_What the task requires_. State how many lines of the records below contain the word "Find". Reply with that number alone.

_Material provided_.
..........

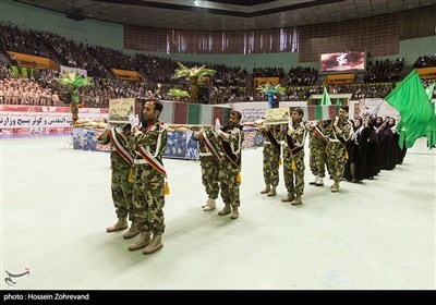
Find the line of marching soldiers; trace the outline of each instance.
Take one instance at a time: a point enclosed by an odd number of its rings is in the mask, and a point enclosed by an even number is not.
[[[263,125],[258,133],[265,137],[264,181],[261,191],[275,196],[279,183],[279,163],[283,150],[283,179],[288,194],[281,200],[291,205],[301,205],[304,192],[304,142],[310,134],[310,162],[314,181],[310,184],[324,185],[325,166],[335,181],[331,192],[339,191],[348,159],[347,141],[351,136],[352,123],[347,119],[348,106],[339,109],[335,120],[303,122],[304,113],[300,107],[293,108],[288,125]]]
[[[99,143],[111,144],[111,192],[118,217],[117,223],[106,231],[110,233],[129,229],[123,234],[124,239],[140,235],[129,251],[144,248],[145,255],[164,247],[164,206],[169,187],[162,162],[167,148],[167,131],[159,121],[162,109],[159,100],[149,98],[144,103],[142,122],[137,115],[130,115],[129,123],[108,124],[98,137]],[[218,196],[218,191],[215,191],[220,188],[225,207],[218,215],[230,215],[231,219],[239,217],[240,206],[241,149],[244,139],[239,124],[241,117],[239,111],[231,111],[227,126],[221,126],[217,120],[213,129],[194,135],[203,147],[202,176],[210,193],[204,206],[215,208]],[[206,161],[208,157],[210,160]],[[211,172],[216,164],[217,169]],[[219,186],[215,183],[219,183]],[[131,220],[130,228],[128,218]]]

..........

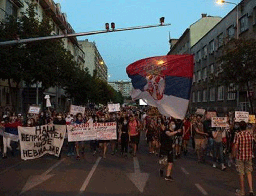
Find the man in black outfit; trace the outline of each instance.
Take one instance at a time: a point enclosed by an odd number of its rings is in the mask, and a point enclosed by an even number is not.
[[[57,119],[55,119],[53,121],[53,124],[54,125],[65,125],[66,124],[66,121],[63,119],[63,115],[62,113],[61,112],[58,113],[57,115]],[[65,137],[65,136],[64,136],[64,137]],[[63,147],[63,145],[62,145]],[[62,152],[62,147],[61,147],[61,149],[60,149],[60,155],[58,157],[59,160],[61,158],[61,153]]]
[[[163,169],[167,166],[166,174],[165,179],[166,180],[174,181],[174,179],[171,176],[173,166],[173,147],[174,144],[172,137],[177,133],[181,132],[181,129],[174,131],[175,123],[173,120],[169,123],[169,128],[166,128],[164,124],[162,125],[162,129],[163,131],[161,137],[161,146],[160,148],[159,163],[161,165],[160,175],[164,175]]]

..........

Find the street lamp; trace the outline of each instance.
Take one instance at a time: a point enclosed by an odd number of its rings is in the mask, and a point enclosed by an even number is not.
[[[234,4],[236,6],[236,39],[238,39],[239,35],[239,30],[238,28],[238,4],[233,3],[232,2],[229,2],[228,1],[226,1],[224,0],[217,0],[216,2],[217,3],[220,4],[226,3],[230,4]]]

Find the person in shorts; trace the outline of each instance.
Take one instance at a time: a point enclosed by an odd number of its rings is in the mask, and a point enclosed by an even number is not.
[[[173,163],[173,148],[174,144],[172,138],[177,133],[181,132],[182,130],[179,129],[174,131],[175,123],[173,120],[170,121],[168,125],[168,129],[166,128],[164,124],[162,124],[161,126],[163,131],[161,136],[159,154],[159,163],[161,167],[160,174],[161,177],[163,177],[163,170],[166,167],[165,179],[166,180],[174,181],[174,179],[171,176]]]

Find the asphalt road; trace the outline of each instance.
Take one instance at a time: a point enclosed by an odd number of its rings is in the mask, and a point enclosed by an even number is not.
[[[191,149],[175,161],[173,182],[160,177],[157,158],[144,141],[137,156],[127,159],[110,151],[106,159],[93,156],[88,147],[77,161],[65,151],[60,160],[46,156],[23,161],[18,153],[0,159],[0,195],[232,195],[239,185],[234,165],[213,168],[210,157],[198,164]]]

..........

_Answer to this task_. 5